■ Exercise instructions:
Drop the pictures and extract exactly the lines from the one that contains "[locate] the glass" through the end of the material.

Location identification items
▼
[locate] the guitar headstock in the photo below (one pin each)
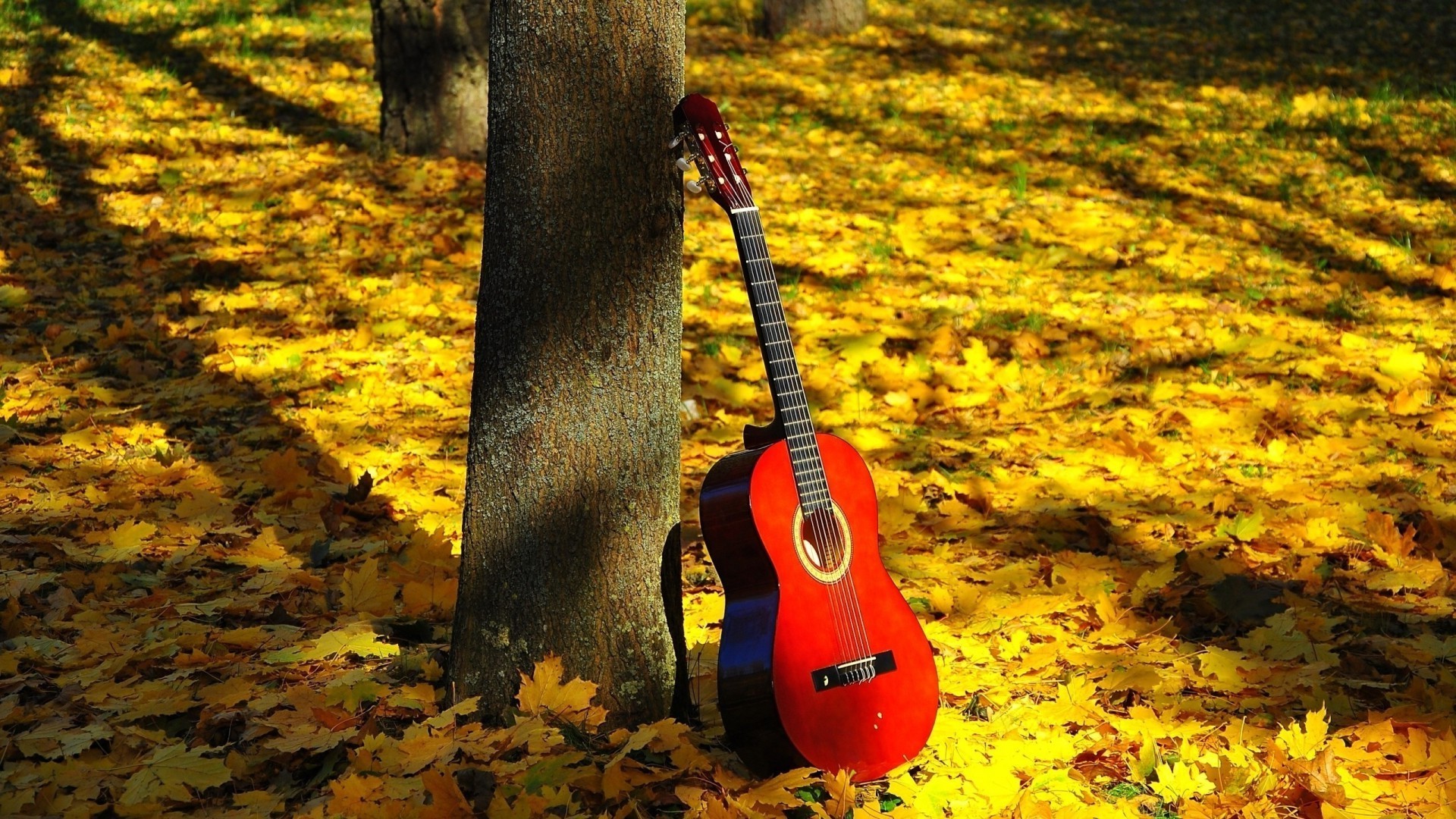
(702, 130)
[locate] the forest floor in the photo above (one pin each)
(1139, 311)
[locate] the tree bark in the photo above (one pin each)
(433, 71)
(573, 466)
(814, 17)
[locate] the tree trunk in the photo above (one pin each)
(814, 17)
(573, 468)
(431, 64)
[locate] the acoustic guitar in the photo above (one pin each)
(821, 661)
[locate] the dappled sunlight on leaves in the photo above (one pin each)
(1147, 352)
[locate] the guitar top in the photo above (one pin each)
(821, 661)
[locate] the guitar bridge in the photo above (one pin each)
(854, 672)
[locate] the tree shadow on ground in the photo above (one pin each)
(1353, 46)
(237, 93)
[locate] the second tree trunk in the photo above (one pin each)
(433, 69)
(814, 17)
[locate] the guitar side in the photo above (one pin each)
(777, 635)
(750, 610)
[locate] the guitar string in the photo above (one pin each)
(827, 537)
(827, 534)
(832, 548)
(821, 525)
(840, 614)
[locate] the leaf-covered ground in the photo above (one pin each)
(1139, 311)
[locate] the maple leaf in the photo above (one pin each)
(172, 771)
(447, 802)
(367, 592)
(1404, 363)
(1180, 781)
(1388, 537)
(353, 639)
(840, 802)
(281, 471)
(1305, 742)
(1242, 526)
(780, 792)
(544, 692)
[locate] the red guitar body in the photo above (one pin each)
(780, 630)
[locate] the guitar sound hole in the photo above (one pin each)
(823, 539)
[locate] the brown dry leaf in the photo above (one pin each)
(367, 592)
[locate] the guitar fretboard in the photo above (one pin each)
(785, 385)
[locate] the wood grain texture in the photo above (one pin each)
(573, 468)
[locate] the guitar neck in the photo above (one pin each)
(789, 404)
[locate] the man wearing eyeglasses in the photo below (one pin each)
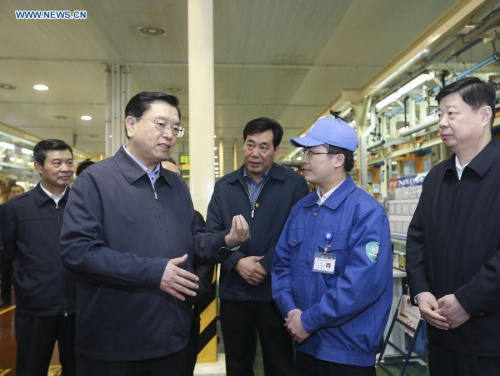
(128, 234)
(332, 270)
(264, 193)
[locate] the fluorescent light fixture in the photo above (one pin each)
(6, 145)
(403, 90)
(41, 87)
(402, 69)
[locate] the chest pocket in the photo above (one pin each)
(296, 237)
(338, 246)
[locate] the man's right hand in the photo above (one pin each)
(177, 281)
(427, 304)
(239, 232)
(250, 269)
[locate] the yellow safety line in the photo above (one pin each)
(3, 311)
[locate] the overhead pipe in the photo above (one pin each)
(430, 120)
(364, 148)
(491, 59)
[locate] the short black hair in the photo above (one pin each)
(348, 156)
(474, 91)
(261, 125)
(170, 159)
(15, 185)
(83, 165)
(140, 103)
(40, 150)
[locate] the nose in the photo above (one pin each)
(442, 122)
(168, 133)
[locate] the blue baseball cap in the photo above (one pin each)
(330, 131)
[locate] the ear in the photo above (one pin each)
(339, 160)
(486, 114)
(38, 167)
(130, 124)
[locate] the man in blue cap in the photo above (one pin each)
(332, 269)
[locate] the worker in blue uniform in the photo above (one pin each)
(332, 269)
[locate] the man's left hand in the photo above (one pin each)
(294, 326)
(450, 307)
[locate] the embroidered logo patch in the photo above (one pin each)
(372, 250)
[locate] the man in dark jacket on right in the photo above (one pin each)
(264, 193)
(453, 255)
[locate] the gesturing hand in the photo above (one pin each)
(177, 281)
(239, 232)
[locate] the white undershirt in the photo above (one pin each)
(54, 197)
(323, 198)
(459, 167)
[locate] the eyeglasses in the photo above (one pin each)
(162, 126)
(306, 153)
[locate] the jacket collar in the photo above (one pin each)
(481, 162)
(335, 199)
(41, 197)
(132, 171)
(277, 172)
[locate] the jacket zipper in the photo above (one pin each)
(256, 198)
(64, 270)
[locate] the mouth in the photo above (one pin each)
(165, 147)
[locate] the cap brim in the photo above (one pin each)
(307, 142)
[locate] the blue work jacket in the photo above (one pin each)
(345, 312)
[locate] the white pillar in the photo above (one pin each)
(201, 102)
(118, 96)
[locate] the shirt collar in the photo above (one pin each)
(52, 196)
(459, 167)
(156, 171)
(323, 198)
(262, 177)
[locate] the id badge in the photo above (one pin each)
(324, 263)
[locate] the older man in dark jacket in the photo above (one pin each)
(264, 193)
(45, 290)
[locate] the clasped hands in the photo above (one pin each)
(445, 313)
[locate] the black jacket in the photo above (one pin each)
(282, 189)
(31, 226)
(118, 236)
(453, 247)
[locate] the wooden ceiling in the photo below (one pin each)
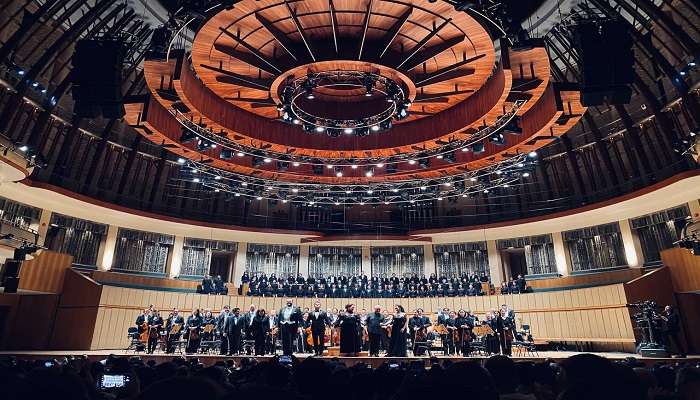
(447, 54)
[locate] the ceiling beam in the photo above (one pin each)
(300, 29)
(394, 31)
(365, 26)
(240, 80)
(432, 51)
(245, 57)
(460, 73)
(250, 48)
(432, 75)
(279, 36)
(334, 23)
(415, 49)
(427, 96)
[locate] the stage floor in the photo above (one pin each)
(209, 359)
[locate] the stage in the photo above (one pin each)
(210, 359)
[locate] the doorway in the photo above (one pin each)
(515, 263)
(221, 264)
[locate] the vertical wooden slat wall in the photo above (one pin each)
(596, 315)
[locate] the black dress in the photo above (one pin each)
(397, 345)
(349, 333)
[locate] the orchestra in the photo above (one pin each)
(295, 330)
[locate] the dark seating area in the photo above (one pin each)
(583, 376)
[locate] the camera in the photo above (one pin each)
(109, 382)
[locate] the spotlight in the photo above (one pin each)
(226, 154)
(498, 139)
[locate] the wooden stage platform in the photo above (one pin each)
(209, 359)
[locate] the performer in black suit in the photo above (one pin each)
(319, 320)
(155, 322)
(232, 329)
(375, 329)
(349, 323)
(220, 320)
(288, 320)
(260, 329)
(672, 328)
(175, 320)
(193, 331)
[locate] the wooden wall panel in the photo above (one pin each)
(45, 272)
(27, 320)
(684, 268)
(591, 279)
(595, 315)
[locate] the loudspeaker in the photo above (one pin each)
(97, 78)
(606, 56)
(10, 280)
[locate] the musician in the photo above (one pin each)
(452, 338)
(443, 316)
(672, 328)
(207, 285)
(248, 321)
(260, 329)
(319, 320)
(288, 320)
(174, 323)
(155, 322)
(399, 329)
(193, 331)
(418, 325)
(464, 325)
(220, 321)
(375, 329)
(208, 319)
(349, 324)
(493, 341)
(142, 320)
(505, 325)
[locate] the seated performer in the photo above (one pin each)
(319, 320)
(155, 323)
(173, 326)
(193, 331)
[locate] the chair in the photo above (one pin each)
(524, 343)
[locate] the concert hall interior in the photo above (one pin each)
(474, 188)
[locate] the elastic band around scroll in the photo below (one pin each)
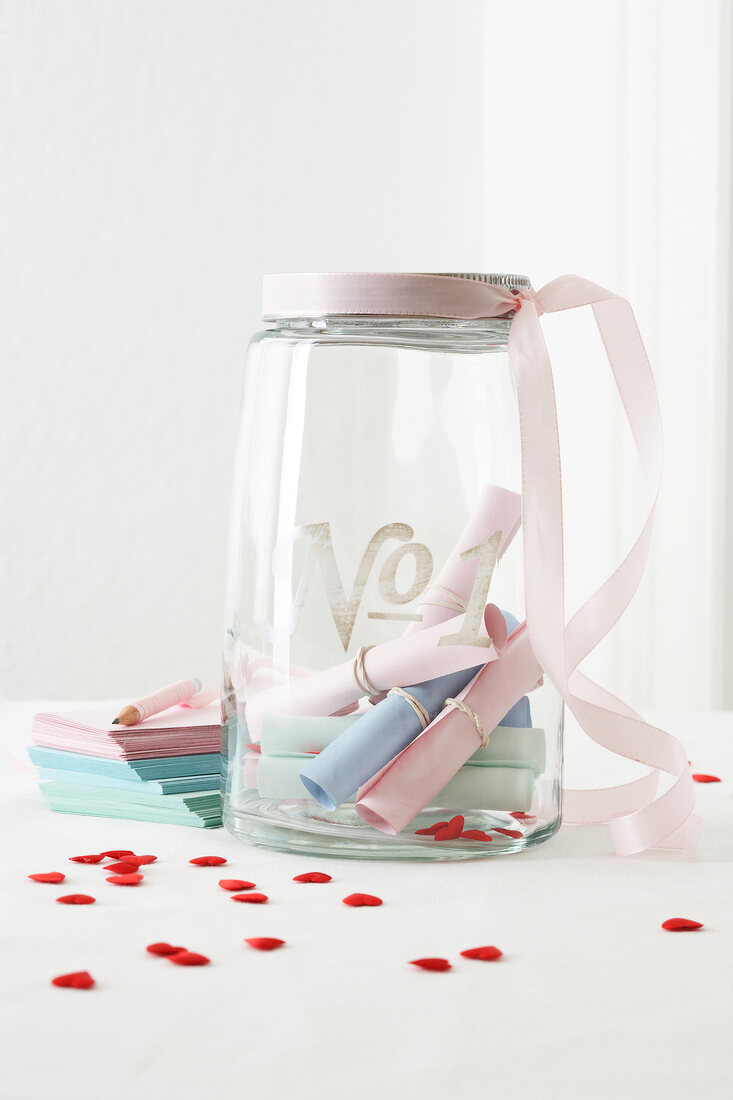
(415, 703)
(459, 705)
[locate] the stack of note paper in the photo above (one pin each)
(165, 769)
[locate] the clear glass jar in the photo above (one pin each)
(367, 444)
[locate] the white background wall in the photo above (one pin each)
(156, 157)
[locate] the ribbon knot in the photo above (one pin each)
(522, 295)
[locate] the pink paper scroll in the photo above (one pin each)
(409, 782)
(637, 818)
(499, 509)
(406, 660)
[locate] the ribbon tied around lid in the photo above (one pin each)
(638, 818)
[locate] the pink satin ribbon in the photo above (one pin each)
(638, 820)
(637, 817)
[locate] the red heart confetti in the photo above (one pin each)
(123, 868)
(188, 958)
(79, 979)
(452, 829)
(431, 831)
(430, 964)
(358, 900)
(163, 949)
(487, 954)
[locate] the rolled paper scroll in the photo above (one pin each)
(408, 659)
(301, 737)
(499, 509)
(412, 780)
(336, 773)
(472, 788)
(488, 789)
(290, 735)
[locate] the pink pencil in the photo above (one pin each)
(159, 701)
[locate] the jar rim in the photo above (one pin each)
(450, 295)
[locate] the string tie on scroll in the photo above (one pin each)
(415, 703)
(360, 677)
(465, 708)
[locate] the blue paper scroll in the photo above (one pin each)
(359, 752)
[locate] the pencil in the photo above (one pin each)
(159, 701)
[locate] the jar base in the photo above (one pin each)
(298, 827)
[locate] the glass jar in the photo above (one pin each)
(375, 569)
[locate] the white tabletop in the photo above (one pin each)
(591, 999)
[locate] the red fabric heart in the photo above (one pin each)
(79, 979)
(123, 868)
(188, 958)
(358, 900)
(487, 954)
(452, 829)
(681, 924)
(430, 964)
(431, 831)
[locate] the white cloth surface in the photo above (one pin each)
(591, 1000)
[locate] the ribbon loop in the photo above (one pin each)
(637, 820)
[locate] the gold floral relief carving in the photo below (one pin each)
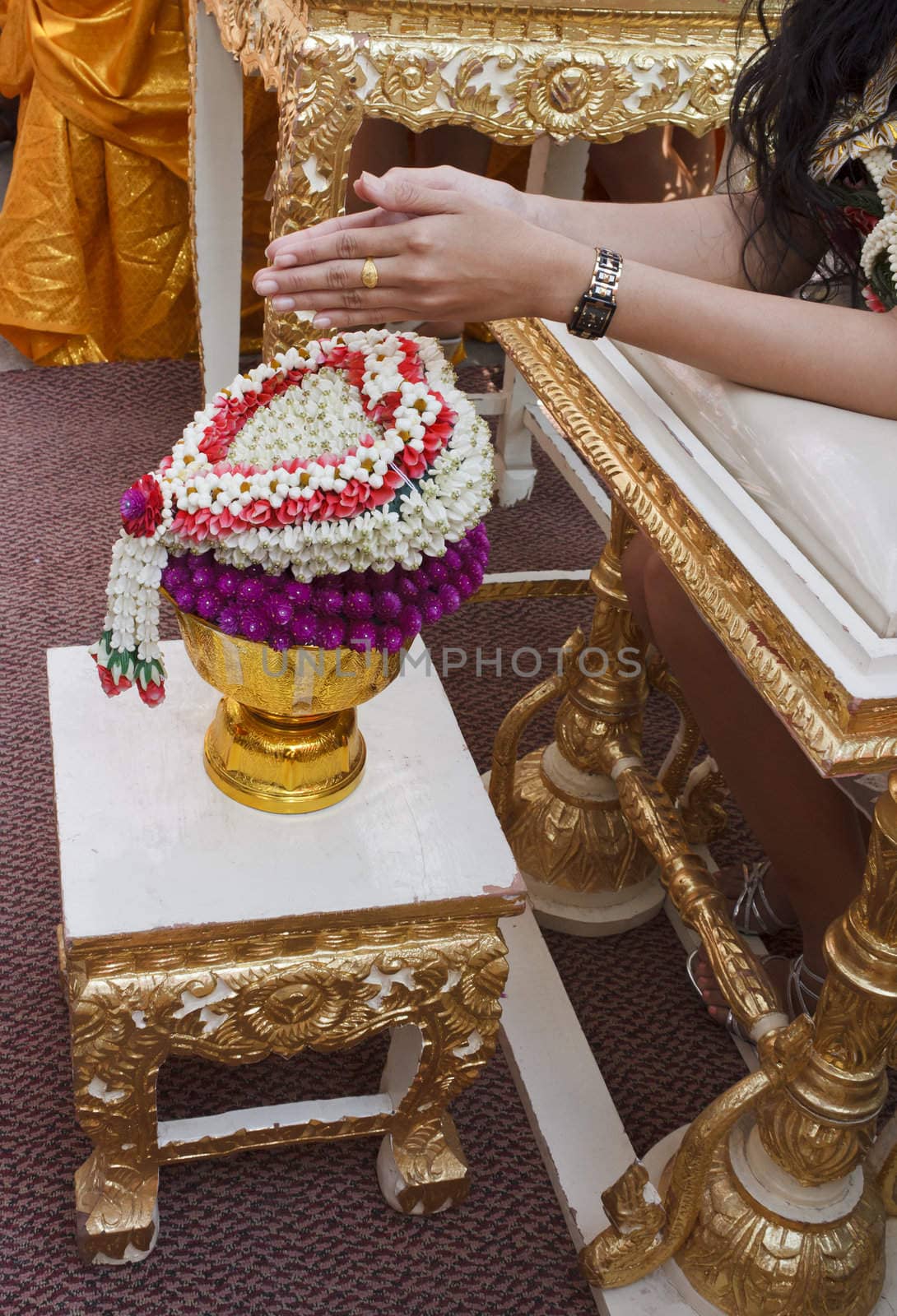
(337, 989)
(743, 1258)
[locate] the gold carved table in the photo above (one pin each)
(197, 927)
(513, 72)
(776, 517)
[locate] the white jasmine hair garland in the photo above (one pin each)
(879, 256)
(355, 454)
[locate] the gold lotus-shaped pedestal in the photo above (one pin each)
(285, 737)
▲
■ Answer to this exercise:
[locate] the glass jar in the photo above (one pin each)
(375, 569)
[locate] the white tabletop in the photo above (one pin each)
(591, 999)
[locate] the red fabric heart in the photo above (one pin each)
(79, 979)
(123, 868)
(188, 958)
(358, 900)
(487, 954)
(452, 829)
(681, 924)
(430, 964)
(431, 831)
[locate] the white cloth surface in the photo above (one pin each)
(591, 1000)
[locate] the ribbon loop in the photo above (one pin each)
(637, 820)
[locate] the gold floral relief carving in the photo below (one pin each)
(337, 989)
(743, 1258)
[locate] the gold carved table in the photo above (one pin each)
(197, 927)
(513, 72)
(776, 517)
[locate] the white jasmine hair garland in the photo above (one pin each)
(879, 256)
(355, 454)
[locate] the gold lotus-shaped pedestal in the photo above (one pin each)
(285, 737)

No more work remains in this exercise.